- _Aim of the exercise_: Set down every line from the one with "If you could pin the white towel" to the end of the entries, both ends included, exactly as it reads and without pictures.

Stored data entries
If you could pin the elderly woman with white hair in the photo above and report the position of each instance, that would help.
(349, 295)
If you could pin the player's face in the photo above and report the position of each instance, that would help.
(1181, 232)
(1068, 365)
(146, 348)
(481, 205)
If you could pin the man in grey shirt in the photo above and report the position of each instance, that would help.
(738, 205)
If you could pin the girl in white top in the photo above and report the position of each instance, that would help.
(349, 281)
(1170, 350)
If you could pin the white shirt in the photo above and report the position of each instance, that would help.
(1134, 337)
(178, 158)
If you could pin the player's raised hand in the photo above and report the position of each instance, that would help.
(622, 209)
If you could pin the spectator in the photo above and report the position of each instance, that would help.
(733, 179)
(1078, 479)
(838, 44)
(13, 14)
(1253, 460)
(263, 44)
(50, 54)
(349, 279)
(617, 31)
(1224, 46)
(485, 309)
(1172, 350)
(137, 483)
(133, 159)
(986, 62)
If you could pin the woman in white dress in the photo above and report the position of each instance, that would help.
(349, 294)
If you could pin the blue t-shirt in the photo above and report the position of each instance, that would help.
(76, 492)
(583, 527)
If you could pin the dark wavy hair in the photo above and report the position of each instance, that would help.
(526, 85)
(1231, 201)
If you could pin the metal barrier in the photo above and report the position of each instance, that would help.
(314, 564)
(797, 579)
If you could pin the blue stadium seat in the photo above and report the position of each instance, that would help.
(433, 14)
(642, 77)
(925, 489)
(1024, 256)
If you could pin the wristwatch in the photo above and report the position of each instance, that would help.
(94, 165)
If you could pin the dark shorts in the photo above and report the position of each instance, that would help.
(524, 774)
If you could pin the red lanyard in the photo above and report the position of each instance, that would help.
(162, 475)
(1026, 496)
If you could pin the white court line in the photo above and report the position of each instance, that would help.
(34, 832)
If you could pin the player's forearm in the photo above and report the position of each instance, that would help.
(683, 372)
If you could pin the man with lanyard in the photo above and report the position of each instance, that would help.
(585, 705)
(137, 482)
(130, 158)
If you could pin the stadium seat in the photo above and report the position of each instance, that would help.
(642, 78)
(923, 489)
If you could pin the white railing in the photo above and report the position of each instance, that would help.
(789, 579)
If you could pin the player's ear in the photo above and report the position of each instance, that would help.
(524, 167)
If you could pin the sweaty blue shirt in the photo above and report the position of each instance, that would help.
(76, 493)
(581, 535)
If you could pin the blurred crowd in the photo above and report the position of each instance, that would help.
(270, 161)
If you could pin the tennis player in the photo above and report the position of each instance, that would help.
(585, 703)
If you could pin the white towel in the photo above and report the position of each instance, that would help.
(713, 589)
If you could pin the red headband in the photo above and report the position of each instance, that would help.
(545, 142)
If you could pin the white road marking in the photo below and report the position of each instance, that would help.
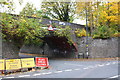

- _Output_:
If you could pin the white towel in the photo above and report the position of each instance, that would help.
(713, 589)
If you could pin the red headband in the photo above and report the position of each instance, that would help.
(545, 142)
If you could pin the white road marking in the photo below and report the position of each instance, that would help.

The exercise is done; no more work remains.